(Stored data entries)
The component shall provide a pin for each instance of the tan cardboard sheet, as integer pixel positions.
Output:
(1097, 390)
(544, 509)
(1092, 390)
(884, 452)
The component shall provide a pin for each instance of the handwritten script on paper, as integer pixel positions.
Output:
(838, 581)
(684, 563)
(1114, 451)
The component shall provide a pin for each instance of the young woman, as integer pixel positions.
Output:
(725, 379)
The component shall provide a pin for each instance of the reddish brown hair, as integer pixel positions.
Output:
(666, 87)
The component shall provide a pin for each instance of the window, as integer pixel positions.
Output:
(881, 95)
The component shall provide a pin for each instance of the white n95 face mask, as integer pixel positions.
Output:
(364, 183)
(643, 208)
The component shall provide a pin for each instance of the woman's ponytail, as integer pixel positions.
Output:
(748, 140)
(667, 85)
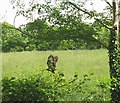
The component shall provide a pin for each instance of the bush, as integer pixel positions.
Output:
(46, 86)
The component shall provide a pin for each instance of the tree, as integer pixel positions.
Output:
(114, 46)
(114, 37)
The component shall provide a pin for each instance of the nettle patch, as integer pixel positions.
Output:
(46, 86)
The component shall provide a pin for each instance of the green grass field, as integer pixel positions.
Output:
(70, 62)
(81, 62)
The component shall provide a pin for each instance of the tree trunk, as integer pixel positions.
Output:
(114, 53)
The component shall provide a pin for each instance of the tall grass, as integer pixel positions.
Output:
(79, 62)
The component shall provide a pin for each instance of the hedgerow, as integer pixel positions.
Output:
(46, 86)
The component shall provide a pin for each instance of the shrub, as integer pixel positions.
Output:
(46, 86)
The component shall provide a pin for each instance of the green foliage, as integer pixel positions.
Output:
(46, 86)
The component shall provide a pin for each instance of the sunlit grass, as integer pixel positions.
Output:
(70, 62)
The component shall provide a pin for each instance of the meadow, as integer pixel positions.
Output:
(80, 62)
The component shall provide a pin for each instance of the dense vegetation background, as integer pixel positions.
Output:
(62, 29)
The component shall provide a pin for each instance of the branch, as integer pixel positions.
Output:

REQUIREMENT: The expected output is each line of the records above that includes the word "green".

TASK ANSWER:
The component shall provide a pin for each instance of the green grass field, as integer pixel positions.
The component shall provide a pin for each instance of the green foliage, as integer pixel positions.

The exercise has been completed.